=== Section Start ===

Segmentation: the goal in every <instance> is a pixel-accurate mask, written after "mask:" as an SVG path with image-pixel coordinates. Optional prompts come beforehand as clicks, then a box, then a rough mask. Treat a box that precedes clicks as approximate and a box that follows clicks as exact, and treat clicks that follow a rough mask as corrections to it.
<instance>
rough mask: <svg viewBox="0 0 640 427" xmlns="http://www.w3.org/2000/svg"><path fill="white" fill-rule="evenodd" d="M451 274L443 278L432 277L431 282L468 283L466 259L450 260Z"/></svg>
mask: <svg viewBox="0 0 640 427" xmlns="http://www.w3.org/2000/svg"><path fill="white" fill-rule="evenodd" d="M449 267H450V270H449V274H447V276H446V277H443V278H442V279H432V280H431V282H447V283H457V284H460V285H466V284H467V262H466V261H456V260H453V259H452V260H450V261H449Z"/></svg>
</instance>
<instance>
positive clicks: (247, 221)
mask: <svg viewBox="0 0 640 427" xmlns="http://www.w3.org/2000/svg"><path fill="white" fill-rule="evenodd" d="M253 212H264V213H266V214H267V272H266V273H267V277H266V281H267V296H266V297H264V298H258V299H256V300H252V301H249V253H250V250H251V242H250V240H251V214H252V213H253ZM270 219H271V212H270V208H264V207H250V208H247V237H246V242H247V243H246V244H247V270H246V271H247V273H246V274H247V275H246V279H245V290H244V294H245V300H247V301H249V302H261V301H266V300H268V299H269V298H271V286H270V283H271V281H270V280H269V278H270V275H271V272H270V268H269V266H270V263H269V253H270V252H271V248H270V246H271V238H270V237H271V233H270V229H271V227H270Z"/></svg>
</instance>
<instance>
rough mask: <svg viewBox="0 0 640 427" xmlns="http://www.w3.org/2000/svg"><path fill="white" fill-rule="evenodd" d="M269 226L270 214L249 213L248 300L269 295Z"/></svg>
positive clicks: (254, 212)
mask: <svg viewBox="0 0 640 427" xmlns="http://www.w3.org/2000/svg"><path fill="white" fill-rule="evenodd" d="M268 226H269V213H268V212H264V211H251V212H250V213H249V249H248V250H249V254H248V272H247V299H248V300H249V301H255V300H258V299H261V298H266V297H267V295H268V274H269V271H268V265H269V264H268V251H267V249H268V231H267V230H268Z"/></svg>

=== Section End ===

◆ Work required ◆
Here, the records must be output exactly and in full.

◆ Response area ◆
Segmentation: the goal in every <instance> is a pixel-accurate mask, written after "mask:" as an SVG path with image-pixel coordinates. Optional prompts come beforehand as clicks, then a box, then a rough mask. Treat a box that precedes clicks as approximate and a box that follows clicks as exact, and treat clicks that follow a rough mask as corrections to it.
<instance>
rough mask: <svg viewBox="0 0 640 427" xmlns="http://www.w3.org/2000/svg"><path fill="white" fill-rule="evenodd" d="M451 274L443 278L432 277L431 282L468 283L466 259L450 260Z"/></svg>
mask: <svg viewBox="0 0 640 427" xmlns="http://www.w3.org/2000/svg"><path fill="white" fill-rule="evenodd" d="M449 267H450V270H449V274H447V276H446V277H443V278H442V279H432V280H431V282H447V283H457V284H460V285H466V284H467V262H466V261H456V260H453V259H452V260H450V261H449Z"/></svg>
</instance>
<instance>
positive clicks: (247, 221)
mask: <svg viewBox="0 0 640 427" xmlns="http://www.w3.org/2000/svg"><path fill="white" fill-rule="evenodd" d="M253 212H264V213H266V214H267V272H266V273H267V277H266V281H267V296H266V297H264V298H258V299H256V300H252V301H249V253H250V250H251V242H250V240H251V214H252V213H253ZM270 219H271V212H270V208H264V207H250V208H247V237H246V242H247V243H246V244H247V270H246V271H247V273H246V274H247V275H246V279H245V290H244V294H245V300H247V301H249V302H261V301H266V300H268V299H269V298H271V286H270V283H271V281H270V280H269V278H270V275H271V272H270V268H269V266H270V263H269V253H270V252H271V248H270V246H271V238H270V237H271V233H270V229H271V227H270Z"/></svg>
</instance>
<instance>
rough mask: <svg viewBox="0 0 640 427" xmlns="http://www.w3.org/2000/svg"><path fill="white" fill-rule="evenodd" d="M269 226L270 214L249 213L248 300L269 295Z"/></svg>
positive clicks: (254, 212)
mask: <svg viewBox="0 0 640 427" xmlns="http://www.w3.org/2000/svg"><path fill="white" fill-rule="evenodd" d="M268 226H269V213H268V212H264V211H251V212H250V213H249V249H248V250H249V254H248V272H247V299H248V300H249V301H255V300H258V299H261V298H266V297H267V295H268V274H269V271H268V265H269V264H268V251H267V249H268V231H267V230H268Z"/></svg>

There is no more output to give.